WHAT YOU ARE ASKED TO DO:
Revise the Audi V8 Megasquirt thread from "## turborabbit77 (May" through "would be great.", replacing "wastespark" with "wasted spark".

TEXT EXTRACT:
** begin **

# Using megasquirt on audi v8 questions?



## turborabbit77 (May 3, 2006)

WEll I already have doen my 4.2L quantum v8 Swap.. car was running strong on the 034 IIC ecu then something shorted it out.. Been a month now and i no news on the ECU.. SO i need to get this running ASAP and megasquirt may be the cheapest for now!!
Here is how the engine is setup
QTY 8 VW 4 wire 1.8t coils
60-2 wheel on crank
4 wire 02 sensor
3 wire TPS
Hall sender for cam signal
GM air temp sensor
Bosch ECT
I want to run wastespark on the v8 using the coils and 60-2 wheel i already have.
What do I need to change this over to Megasquirt. I want to keep it distributorless. Any suggestions would be great.


----------



## need_a_VR6 (May 19, 1999)

*Re: Using megasquirt on audi v8 questions? (turborabbit77)*

Dig around msextra.com it has info on the spark setup you'll need. A V3 board with an MS1 processor with the Extra code and right mods will do it. I don't know if anyone has an Audi V8 setup running on MS yet though. You might want to check out msruns.com in the Audi section to see if anyone has additional info.

** end **

Dataset rows:
** begin **

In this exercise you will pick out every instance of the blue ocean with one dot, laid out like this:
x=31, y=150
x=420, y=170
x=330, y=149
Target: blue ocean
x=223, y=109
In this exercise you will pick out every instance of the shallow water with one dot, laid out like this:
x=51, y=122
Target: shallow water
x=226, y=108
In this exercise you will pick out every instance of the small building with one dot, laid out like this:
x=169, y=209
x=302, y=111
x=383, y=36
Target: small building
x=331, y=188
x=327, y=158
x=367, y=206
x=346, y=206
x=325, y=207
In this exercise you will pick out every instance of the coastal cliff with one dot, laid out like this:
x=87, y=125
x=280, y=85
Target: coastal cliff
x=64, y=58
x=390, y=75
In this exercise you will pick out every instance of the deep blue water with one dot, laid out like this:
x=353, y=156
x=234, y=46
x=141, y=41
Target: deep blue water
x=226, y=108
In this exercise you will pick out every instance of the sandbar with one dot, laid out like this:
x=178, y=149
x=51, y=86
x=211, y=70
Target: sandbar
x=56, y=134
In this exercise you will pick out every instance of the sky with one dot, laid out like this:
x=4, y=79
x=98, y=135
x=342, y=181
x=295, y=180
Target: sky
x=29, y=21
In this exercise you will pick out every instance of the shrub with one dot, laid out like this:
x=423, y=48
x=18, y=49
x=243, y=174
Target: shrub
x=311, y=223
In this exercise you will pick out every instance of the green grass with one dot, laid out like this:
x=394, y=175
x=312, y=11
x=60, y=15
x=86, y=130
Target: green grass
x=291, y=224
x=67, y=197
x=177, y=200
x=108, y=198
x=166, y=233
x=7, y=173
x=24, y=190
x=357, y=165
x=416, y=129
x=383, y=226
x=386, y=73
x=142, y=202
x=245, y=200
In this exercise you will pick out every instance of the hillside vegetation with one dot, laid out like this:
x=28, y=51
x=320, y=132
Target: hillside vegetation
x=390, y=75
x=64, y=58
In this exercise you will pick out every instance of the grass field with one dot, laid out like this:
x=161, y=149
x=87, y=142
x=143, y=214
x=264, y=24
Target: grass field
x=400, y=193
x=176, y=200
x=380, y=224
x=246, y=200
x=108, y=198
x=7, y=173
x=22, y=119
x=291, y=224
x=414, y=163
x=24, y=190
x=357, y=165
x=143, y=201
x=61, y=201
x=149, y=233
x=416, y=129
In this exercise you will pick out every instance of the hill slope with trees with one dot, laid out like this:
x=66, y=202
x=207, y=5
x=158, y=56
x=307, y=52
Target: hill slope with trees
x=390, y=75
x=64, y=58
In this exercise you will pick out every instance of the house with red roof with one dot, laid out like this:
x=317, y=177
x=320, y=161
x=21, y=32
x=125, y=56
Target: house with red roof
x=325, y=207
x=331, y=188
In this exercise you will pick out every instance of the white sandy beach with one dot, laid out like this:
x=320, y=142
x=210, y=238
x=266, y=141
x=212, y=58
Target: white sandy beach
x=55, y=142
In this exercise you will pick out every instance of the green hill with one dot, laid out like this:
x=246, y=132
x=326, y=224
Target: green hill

** end **

RESULT OF THE TASK:
## turborabbit77 (May 3, 2006)

WEll I already have doen my 4.2L quantum v8 Swap.. car was running strong on the 034 IIC ecu then something shorted it out.. Been a month now and i no news on the ECU.. SO i need to get this running ASAP and megasquirt may be the cheapest for now!!
Here is how the engine is setup
QTY 8 VW 4 wire 1.8t coils
60-2 wheel on crank
4 wire 02 sensor
3 wire TPS
Hall sender for cam signal
GM air temp sensor
Bosch ECT
I want to run wasted spark on the v8 using the coils and 60-2 wheel i already have.
What do I need to change this over to Megasquirt. I want to keep it distributorless. Any suggestions would be great.